**TASK OBJECTIVE:** Please copy the entries below word for word, leaving out any image.

**MATERIAL TO PROCESS:**
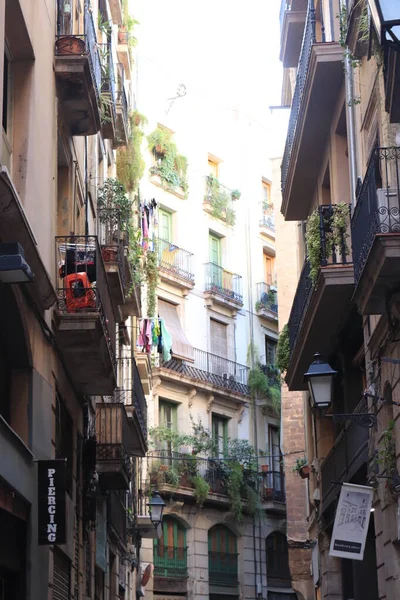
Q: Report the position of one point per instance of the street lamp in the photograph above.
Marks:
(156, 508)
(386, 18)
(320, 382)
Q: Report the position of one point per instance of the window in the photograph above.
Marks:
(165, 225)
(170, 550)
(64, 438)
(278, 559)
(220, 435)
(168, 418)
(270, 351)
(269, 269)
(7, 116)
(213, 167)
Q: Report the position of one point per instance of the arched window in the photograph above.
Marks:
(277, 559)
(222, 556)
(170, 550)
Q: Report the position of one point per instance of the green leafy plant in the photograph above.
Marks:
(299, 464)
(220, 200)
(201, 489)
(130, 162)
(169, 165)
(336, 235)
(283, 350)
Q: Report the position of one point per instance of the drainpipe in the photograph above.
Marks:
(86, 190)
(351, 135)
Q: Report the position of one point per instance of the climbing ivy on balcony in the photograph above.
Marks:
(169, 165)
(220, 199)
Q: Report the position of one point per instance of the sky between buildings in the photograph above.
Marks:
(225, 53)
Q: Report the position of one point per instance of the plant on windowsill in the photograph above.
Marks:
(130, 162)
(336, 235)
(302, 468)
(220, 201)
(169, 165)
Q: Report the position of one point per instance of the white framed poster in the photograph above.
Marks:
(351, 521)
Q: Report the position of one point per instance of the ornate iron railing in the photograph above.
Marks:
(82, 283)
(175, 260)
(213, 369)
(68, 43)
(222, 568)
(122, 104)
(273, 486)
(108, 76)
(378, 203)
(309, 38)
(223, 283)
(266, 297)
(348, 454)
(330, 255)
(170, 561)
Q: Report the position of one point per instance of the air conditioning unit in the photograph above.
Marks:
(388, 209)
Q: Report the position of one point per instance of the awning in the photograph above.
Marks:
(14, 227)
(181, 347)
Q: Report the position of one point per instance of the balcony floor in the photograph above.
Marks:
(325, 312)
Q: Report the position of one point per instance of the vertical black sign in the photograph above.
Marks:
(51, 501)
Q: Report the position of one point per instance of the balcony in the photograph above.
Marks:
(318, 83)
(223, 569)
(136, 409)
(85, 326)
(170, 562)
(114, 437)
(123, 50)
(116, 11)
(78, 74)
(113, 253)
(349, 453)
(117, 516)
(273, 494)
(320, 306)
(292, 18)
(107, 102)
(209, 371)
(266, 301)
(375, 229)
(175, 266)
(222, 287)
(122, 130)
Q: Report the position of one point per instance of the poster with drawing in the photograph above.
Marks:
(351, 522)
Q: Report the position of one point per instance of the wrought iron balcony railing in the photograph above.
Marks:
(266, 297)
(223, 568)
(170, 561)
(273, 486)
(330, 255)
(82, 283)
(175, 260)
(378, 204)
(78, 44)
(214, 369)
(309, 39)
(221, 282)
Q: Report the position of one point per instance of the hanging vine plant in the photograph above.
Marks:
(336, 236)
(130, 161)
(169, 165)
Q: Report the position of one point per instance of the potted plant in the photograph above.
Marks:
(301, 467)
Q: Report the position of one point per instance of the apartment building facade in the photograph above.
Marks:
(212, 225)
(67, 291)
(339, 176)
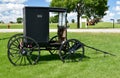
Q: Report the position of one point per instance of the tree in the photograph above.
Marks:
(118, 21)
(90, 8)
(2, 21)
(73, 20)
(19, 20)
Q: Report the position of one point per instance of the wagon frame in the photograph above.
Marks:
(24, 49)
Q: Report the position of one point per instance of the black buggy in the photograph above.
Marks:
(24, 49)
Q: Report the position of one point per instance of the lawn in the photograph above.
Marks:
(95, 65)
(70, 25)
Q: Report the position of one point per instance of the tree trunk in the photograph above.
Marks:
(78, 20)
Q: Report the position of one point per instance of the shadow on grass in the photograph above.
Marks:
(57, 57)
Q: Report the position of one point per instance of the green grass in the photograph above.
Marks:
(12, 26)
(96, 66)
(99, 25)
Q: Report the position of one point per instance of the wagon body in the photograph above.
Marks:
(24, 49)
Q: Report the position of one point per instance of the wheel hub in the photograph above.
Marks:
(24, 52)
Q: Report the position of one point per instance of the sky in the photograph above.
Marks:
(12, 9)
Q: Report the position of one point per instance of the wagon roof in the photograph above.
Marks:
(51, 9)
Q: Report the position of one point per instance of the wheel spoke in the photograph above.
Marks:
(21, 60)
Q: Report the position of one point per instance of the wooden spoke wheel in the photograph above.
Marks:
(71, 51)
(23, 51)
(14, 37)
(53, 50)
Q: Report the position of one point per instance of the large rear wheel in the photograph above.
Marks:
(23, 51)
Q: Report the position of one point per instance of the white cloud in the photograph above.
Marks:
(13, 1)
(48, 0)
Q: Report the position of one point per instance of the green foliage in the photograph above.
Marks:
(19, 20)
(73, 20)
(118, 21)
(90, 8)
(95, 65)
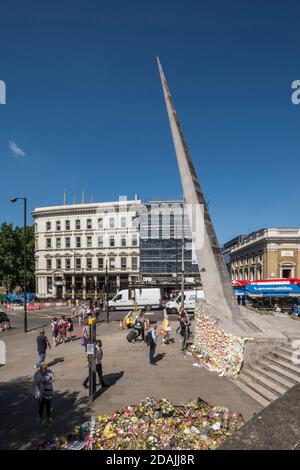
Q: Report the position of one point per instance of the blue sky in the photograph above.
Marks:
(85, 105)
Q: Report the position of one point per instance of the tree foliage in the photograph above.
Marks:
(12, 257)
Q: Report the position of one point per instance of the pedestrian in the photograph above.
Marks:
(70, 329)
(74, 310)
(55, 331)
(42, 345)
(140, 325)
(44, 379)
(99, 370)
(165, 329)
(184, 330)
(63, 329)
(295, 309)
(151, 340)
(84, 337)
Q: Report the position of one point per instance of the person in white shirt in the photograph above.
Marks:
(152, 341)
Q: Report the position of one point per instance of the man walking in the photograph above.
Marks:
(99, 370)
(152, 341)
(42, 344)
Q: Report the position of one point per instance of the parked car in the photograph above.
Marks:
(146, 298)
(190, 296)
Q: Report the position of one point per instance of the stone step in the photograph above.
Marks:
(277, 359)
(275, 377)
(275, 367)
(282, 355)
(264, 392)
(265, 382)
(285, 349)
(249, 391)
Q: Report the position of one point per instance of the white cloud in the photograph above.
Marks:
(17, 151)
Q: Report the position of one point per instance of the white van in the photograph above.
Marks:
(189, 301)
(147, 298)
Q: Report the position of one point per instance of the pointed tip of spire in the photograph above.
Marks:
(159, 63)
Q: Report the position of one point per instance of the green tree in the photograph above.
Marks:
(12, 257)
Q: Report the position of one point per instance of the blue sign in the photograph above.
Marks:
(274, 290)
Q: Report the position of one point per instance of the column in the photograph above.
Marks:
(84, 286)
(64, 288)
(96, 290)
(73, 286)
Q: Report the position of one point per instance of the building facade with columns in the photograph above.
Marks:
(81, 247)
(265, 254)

**ANSWER SPACE:**
Q: Report the position of one point per instance of the street lamp in the photograph above.
Marks:
(156, 508)
(386, 18)
(320, 382)
Q: Report the position of one point per instance of the window in the photograph above.
Marks:
(165, 225)
(170, 550)
(64, 438)
(278, 559)
(220, 435)
(168, 418)
(270, 351)
(269, 269)
(7, 116)
(213, 167)
Q: Report the position of one point per instance of the arched window in the photograph above.
Marks:
(277, 559)
(222, 556)
(170, 550)
Q: Report the position of one point per instance of the green leafy plant in the photograph above.
Marks:
(299, 464)
(220, 200)
(201, 489)
(130, 162)
(169, 165)
(336, 235)
(283, 350)
Q: Report the position of one point per instance of the drainpipe in the photograph above.
Marks:
(86, 190)
(351, 135)
Q: Report the position of one point per instance of the climbing ivy on balcony in the photograph above.
Marks:
(169, 165)
(220, 199)
Q: Report the position of one point per instance of the sky between buildings in the photograph above.
Marks:
(225, 53)
Q: Report the position of one point per instance of the plant on windowsill in the photograph above.
Marks:
(130, 162)
(336, 235)
(302, 468)
(220, 201)
(169, 165)
Q: Report the position of one point per instance of the white framed poster in the photograph above.
Marks:
(351, 521)
Q: Report the position of one point per instance of the ornate iron railing in the photograph above.
Marks:
(82, 283)
(175, 260)
(213, 369)
(68, 43)
(222, 568)
(122, 104)
(273, 486)
(108, 76)
(378, 203)
(309, 38)
(223, 283)
(266, 297)
(348, 454)
(330, 255)
(170, 561)
Q: Report the position of one point per instance of the air conditioning unit in the photograph above.
Marks:
(388, 209)
Q: Report the position of one point per instance of the awning in the photograph above.
Marks:
(14, 227)
(181, 347)
Q: Report the position of one point per instance of the balcony floor in the photograph above.
Marks:
(325, 312)
Q: Report the position of one point per instance of the vertical black sign in the photograph above.
Marks:
(51, 501)
Q: Report the position of one point per instance of the balcony in the photograph above.
Marks:
(318, 83)
(223, 569)
(136, 409)
(85, 326)
(170, 562)
(114, 437)
(123, 50)
(116, 11)
(78, 74)
(113, 253)
(349, 453)
(117, 516)
(273, 494)
(320, 306)
(292, 18)
(107, 102)
(209, 371)
(266, 301)
(375, 229)
(175, 266)
(222, 287)
(122, 130)
Q: Report the position of one point per instance of the poster with drawing in the photograph above.
Marks:
(351, 522)
Q: Report the position of one point per instance of the wrought iron balcony railing in the photograph above.
Marks:
(266, 297)
(223, 568)
(170, 561)
(273, 486)
(330, 255)
(82, 283)
(175, 260)
(378, 204)
(78, 44)
(214, 369)
(309, 39)
(221, 282)
Q: Report the position of one point per instance of the hanging vine plant in the photograph above.
Marks:
(336, 236)
(130, 161)
(169, 165)
Q: Report the position of one point per instance of the potted plant in the photograph above.
Marks:
(301, 467)
Q: Report the position of one point per instance of the apartment building facade in the photograph above.
Marks:
(212, 225)
(67, 291)
(339, 176)
Q: Report the position of one point per instance of the tree in the photograph above.
Marks:
(118, 21)
(90, 8)
(2, 21)
(73, 20)
(19, 20)
Q: Report the position of one point per instance of the wagon frame in the photograph above.
Marks:
(24, 49)
Q: Report the position of one point per instance of the black buggy in the photograph above.
Marks:
(24, 49)
Q: Report the position of one point per instance of the lawn in the photograph above.
Marks:
(95, 65)
(70, 25)
Q: Report the position of one point per instance of the tree trunk in the photograph above.
Marks:
(78, 20)
Q: Report the position of one point per instance of the shadow on grass in the photograph above.
Marks:
(57, 57)
Q: Report the position of one point per instance of the green grass in the photograph above.
Marks:
(12, 26)
(96, 66)
(99, 25)
Q: Report the position of one point per instance of the wagon body in the photograph above.
Marks:
(24, 49)
Q: Report the position of one point per instance of the wheel hub in the photograph above.
Marks:
(24, 52)
Q: Report the position of one point per instance of the sky in the photograph above.
Marks:
(12, 9)
Q: Report the position of one point per instance of the wagon roof in the photograph above.
Marks:
(51, 9)
Q: Report the position of one point per instance of the wheel spoke in the photograph above.
Marks:
(21, 60)
Q: Report the position of one point per instance of the wooden spoke wheel in the photograph above.
Marks:
(71, 51)
(23, 51)
(14, 37)
(53, 50)
Q: Report the position of one point per instance of the large rear wheel in the photograph above.
Marks:
(23, 51)
Q: Report the position of one point per instance of the white cloud in the photograph above.
Marks:
(13, 1)
(48, 0)
Q: Report the position of one point per instance of the green foliage in the photograph above.
Marks:
(19, 20)
(73, 20)
(118, 21)
(90, 8)
(95, 65)
Q: Report the position of one point per instance of the blue sky in the photograph above.
Marks:
(85, 105)
Q: Report the position of one point per instance of the tree foliage in the photograph above.
Marks:
(12, 257)
Q: Report the position of one point per instance of the pedestrian in the photograph above.
Marks:
(70, 329)
(74, 310)
(55, 331)
(42, 345)
(140, 325)
(44, 379)
(99, 370)
(165, 329)
(184, 330)
(63, 329)
(295, 309)
(151, 340)
(84, 337)
Q: Report the position of one point per instance of the person in white shirt in the photograph above.
Marks:
(152, 341)
Q: Report the position of one point per instance of the man walking in the photograph above.
Marks:
(99, 370)
(152, 341)
(42, 344)
Q: Report the position of one point per instance of the parked car in the photograph above.
Marks:
(146, 298)
(190, 296)
Q: Report the position of one point per instance of the stone step in the photograph above.
Marks:
(277, 359)
(275, 377)
(275, 367)
(282, 355)
(264, 392)
(265, 382)
(285, 349)
(249, 391)
Q: Report the position of one point per instance of the white cloud in the photograph above.
Marks:
(17, 151)
Q: Report the position of one point per instance of the white van in the photograph above.
Marks:
(189, 301)
(147, 298)
Q: Report the position of one point per instance of the pointed tip of spire in the photograph above.
Marks:
(159, 63)
Q: Report the position of one point per instance of the green tree in the photograph above.
Marks:
(12, 257)
Q: Report the position of one point per instance of the blue sign in the photograph above.
Marks:
(274, 290)
Q: Report the position of one point per instance of the column in the photograph above.
Marks:
(84, 286)
(64, 288)
(96, 290)
(73, 286)
Q: Report the position of one point per instance of the building facade with columns in the photograph above.
Marks:
(81, 247)
(265, 254)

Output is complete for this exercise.